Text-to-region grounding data
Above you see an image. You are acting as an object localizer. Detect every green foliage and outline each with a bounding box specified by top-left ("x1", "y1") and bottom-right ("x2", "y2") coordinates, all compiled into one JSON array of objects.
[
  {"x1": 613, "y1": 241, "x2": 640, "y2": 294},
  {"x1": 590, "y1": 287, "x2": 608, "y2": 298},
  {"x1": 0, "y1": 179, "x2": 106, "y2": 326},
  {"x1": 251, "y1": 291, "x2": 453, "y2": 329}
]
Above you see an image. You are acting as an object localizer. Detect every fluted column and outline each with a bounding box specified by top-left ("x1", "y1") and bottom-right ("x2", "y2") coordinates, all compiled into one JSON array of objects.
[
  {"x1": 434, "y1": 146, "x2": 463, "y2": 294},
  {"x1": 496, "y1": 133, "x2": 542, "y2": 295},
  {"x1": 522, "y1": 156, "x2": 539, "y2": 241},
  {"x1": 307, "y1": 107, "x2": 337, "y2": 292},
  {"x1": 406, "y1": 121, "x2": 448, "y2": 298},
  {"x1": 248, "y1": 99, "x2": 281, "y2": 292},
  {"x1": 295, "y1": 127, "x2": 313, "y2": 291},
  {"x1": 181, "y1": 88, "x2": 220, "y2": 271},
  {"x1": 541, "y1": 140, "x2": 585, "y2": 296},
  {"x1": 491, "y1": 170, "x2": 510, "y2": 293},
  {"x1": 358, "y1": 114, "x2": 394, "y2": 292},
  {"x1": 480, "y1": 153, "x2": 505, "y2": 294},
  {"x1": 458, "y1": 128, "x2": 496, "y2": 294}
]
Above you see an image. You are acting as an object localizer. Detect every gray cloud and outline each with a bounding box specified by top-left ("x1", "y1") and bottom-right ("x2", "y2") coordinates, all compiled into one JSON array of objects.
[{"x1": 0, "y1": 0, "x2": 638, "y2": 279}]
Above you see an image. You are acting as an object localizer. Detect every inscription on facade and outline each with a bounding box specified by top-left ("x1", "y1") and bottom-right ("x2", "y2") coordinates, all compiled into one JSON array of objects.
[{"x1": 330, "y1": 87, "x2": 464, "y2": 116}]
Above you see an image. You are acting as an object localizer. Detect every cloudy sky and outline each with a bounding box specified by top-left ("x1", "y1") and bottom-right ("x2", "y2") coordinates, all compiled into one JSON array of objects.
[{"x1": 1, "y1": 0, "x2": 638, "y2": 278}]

## Aim of the task
Go through the records above and repeat each one exactly.

## Answer to this problem
Above you see an image. You are acting as an object localizer. Detect every green foliage and outline each with a bounding box specified by top-left ("x1", "y1") and bottom-right ("x2", "y2") coordinates, all compiled into one JSON array of objects.
[
  {"x1": 613, "y1": 241, "x2": 640, "y2": 294},
  {"x1": 590, "y1": 287, "x2": 608, "y2": 298},
  {"x1": 0, "y1": 179, "x2": 106, "y2": 326},
  {"x1": 251, "y1": 291, "x2": 453, "y2": 329}
]
Above you see an image. You are acting as an object localizer. Detect every fluted column and outline each with a bounding box specified by top-left ("x1", "y1") and bottom-right ("x2", "y2") coordinates, all compiled into one JSON array of objects.
[
  {"x1": 434, "y1": 146, "x2": 463, "y2": 294},
  {"x1": 496, "y1": 133, "x2": 542, "y2": 295},
  {"x1": 522, "y1": 156, "x2": 539, "y2": 241},
  {"x1": 307, "y1": 107, "x2": 337, "y2": 292},
  {"x1": 406, "y1": 121, "x2": 448, "y2": 298},
  {"x1": 248, "y1": 99, "x2": 281, "y2": 292},
  {"x1": 295, "y1": 127, "x2": 313, "y2": 291},
  {"x1": 181, "y1": 88, "x2": 220, "y2": 271},
  {"x1": 541, "y1": 140, "x2": 585, "y2": 296},
  {"x1": 491, "y1": 170, "x2": 510, "y2": 293},
  {"x1": 358, "y1": 114, "x2": 394, "y2": 292},
  {"x1": 480, "y1": 153, "x2": 505, "y2": 294},
  {"x1": 458, "y1": 128, "x2": 496, "y2": 294}
]
Above you see an image. You are acting as an object localizer. Detect every gray cloud and outline each with a bounding box specified by top-left ("x1", "y1") and bottom-right ("x2", "y2") coordinates, all compiled into one JSON array of objects.
[{"x1": 0, "y1": 0, "x2": 638, "y2": 279}]
Above you see an image. You are acting as an object localizer. Detect every inscription on facade and outline each with a bounding box specified by top-left ("x1", "y1") and bottom-right ("x2", "y2") coordinates, all compiled into one JSON array of objects.
[{"x1": 330, "y1": 87, "x2": 464, "y2": 116}]
Above you see an image. You are acting as an object localizer. Detect every cloudy sky and outline each with a bounding box specified by top-left ("x1", "y1") and bottom-right ("x2", "y2") coordinates, all compiled into one JSON array of objects.
[{"x1": 1, "y1": 0, "x2": 638, "y2": 278}]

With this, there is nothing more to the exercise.